_Tareas_
1/ Según el fragmento, ¿en qué lugar se proyectaban las películas del maletín de Fages?
2/ Enumera todas las películas cuyo título se menciona en el fragmento.

_Fragmento_
----------

Las sesiones de los cineclubes no se limitaban al ámbito universitario y más o menos burgués. También nos desplazábamos a las cuencas mineras a dar charlas sobre cine a un público fervoroso, pero que seguramente prefería que le hablaran de otras cosas. Una vez Juan Cueto dio una charla en La Felguera. Al coloquio, se levantó un minero muy grande y le preguntó: «¿Cómo se llama aquella película en la que están unos escondidos en una buhardilla y vienen los nazis y los trinchan?». Cueto no supo así de pronto qué contestar y el hombretón se volvió a la concurrencia haciendo el gesto de: «¿Veis? No sabe nada».

Especial encanto tenían las visitas a Oviedo, ya en época más recientes, del cineclubista Pere I. Fages, un catalán gordo que siempre viajaba con un maletín que contenía películas prohibidas. Fages cenaba copiosamente crema de nécoras y escalopines al tío Pepe, y después Enrique García organizaba la proyección del material del maletín en la sala privada de la empresa Mier, en la avenida de Galicia. Se entraba por las oficinas de la empresa, desde las que se subía al piso superior por una escalera de caracol hasta una sala con su pantalla y una docena de butacas, más o menos. A las sesiones, siempre nocturnas, se asistía por estricta invitación oral, e ir a ellas era tan exclusivo, en el ámbito de la «progresía» y gente culta, como ir a Madrid en el coche de don Pedro Masaveu en otro ambiente.

Invariablemente, la sesión constaba de dos películas: primero «El acorazado Potenkim», de S. M. Eisenstein, una especie de «buque insignia» del cine soviético y, como número fuerte, «Viridiana», de Luis Buñuel, película prohibida a raíz de una crítica adversa aparecida en «L'Osservatore Romano», que reprochaba a «la católica España» que patrocinara películas tan antirreligiosas como aquélla, por lo que la película, producida con capital español y acaso con alguna aportación oficial, desapareció burocráticamente, ya que un celoso funcionario del Ministerio de Información y Turismo destruyó toda la documentación referida a ella. «Viridiana», qué quieren que les diga, era una película más bien reaccionaria, como el mejor cine del bueno de don Luis Buñuel, pero por aquel entonces el director aragonés había ganado fama de republicano, exiliado y amigo de García Lorca, además de institucionista, y aquellos eran prestigios muy sólidos como para que se le pusiera en duda, tanto desde la trinchera de la «progresía» como desde la del franquismo, sin que unos ni otros se enteraran de qué iba el filme, aunque el sector franquista lo condenaba en primer lugar porque lo había condenado el Vaticano, y en segundo porque unos mendigos borrachos aparecían en una escena distribuidos como los componentes de «La Última Cena», de Leonardo da Vinci. En los intermedios, se hablaba de la película y, si había algún médico entre los asistentes, diagnosticaba basándose en las fotografías y en los «No-Do» que a Franco le quedaban tres cortes de pelo a lo sumo.

Fages nos sorprendió a todos cuando se vio implicado en una conspiración contra el régimen y, al ir a buscarle la Policía para detenerle, escapó por una ventana y no paró hasta llegar a Chile, donde ocupó un alto cargo en la cinematografía de Allende. Al producirse el golpe de Estado de Pinochet, volvió a escapar, tengo entendido que esta vez se marchó a París, a ver películas en la Cinemateca de Henri Langlois. Evidentemente, se trataba de un Pimpinela Escarlata rojo además de escarlata, cinéfilo y obeso: un personaje memorable.

Posteriormente, las sesiones privadas se hacían en los multicines Clarín, después de terminados los pases ordinarios. Así que empezaban a verse las películas a partir de las dos de la madrugada y durante las proyecciones se fumaba y se bebían copas. Ya no era obligatorio ver «El acorazado Potenkim» ni «Viridiana», sino películas clásicas como «Cayo Largo», de John Huston, o modernas como «El fantasma de la ópera», de Brian de Palma. Me acuerdo de «Tener o no tener» porque la vimos la noche de la salida de Suárez del Gobierno: pero ésta es otra historia.

----------

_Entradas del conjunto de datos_
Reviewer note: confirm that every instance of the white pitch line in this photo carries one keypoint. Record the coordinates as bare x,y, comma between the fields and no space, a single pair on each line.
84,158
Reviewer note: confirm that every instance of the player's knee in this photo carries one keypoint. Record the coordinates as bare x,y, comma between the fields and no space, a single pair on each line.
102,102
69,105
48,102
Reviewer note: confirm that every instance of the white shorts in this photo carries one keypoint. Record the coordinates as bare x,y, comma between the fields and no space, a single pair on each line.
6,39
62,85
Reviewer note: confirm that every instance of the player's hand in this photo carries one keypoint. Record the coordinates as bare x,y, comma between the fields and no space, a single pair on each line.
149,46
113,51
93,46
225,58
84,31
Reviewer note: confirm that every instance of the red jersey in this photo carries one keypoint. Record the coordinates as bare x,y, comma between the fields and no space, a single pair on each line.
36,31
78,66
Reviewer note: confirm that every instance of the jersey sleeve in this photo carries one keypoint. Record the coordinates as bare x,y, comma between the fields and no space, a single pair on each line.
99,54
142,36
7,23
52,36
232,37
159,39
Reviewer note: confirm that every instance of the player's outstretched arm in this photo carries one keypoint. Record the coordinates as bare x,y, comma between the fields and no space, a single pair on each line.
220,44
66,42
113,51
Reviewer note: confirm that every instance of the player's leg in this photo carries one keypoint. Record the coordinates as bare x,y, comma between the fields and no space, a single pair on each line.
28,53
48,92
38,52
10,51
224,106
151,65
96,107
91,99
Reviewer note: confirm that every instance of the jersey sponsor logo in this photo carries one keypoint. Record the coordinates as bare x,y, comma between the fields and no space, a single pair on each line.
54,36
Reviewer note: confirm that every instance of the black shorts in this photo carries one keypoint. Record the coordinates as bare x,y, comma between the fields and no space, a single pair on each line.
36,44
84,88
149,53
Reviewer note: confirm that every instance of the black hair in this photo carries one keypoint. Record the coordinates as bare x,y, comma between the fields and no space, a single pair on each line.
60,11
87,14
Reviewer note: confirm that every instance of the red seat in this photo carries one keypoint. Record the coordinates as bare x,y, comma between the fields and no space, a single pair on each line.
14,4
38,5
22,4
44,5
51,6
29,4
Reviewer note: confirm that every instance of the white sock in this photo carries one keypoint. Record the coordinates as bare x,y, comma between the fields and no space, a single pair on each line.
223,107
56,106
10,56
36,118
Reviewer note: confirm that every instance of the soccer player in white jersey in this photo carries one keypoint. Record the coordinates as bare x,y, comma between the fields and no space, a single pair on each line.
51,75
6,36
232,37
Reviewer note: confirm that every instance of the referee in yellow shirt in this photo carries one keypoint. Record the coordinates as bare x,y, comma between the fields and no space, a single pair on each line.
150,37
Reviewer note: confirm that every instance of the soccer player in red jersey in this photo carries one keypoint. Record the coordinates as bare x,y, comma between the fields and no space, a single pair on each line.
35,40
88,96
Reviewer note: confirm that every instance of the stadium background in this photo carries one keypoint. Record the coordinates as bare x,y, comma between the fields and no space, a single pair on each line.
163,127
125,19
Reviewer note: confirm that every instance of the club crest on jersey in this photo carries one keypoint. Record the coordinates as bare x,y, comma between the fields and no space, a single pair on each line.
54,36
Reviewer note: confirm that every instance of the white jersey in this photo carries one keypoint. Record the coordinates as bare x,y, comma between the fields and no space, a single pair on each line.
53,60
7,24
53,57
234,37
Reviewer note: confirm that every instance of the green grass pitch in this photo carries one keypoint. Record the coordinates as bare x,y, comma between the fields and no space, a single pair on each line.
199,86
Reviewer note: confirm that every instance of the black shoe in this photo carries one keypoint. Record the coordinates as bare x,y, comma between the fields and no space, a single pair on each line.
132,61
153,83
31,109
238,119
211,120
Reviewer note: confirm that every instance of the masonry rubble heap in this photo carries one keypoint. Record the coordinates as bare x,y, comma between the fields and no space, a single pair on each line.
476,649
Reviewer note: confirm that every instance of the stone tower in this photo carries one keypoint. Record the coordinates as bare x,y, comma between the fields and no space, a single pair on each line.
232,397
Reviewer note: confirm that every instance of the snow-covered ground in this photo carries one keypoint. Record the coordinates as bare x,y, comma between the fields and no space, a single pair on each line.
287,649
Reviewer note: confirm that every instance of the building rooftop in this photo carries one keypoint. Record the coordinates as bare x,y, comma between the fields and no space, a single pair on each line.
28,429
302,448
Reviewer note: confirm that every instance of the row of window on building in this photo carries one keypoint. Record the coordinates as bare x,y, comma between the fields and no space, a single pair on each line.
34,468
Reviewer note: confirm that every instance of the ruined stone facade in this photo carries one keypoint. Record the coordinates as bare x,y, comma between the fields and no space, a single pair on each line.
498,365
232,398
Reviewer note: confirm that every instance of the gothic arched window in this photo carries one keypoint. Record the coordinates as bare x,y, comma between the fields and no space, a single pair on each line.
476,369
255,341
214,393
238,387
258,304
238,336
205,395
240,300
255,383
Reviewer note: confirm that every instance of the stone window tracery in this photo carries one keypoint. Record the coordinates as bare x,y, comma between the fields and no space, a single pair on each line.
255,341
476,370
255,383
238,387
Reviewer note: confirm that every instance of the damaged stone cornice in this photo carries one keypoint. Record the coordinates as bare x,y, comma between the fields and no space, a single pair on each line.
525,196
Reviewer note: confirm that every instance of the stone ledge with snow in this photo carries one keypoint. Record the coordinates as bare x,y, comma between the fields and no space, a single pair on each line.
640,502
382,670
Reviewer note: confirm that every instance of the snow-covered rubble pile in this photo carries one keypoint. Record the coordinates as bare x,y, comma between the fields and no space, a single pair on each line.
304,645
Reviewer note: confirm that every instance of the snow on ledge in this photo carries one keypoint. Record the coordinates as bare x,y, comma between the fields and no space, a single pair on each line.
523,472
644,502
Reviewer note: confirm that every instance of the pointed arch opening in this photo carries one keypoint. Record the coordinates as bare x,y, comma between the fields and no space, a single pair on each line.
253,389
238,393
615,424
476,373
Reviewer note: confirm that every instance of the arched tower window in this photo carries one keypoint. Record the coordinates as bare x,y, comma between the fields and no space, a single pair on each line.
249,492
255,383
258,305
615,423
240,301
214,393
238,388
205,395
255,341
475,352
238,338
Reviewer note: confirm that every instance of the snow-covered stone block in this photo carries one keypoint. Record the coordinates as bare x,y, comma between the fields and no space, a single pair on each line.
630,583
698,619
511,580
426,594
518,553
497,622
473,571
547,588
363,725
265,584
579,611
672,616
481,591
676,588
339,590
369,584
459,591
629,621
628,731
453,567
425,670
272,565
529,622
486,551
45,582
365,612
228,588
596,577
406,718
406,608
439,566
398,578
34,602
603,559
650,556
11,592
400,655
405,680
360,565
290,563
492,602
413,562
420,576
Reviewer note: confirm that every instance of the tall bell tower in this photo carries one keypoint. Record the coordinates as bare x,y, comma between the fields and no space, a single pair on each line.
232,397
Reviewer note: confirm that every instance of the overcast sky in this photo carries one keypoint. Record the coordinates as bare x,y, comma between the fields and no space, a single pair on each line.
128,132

----------

_Soluciones_
1/ En la sala privada de la empresa Mier, en la avenida de Galicia.

2/
- «El acorazado Potenkim»
- «Viridiana»
- «Cayo Largo»
- «El fantasma de la ópera»
- «Tener o no tener»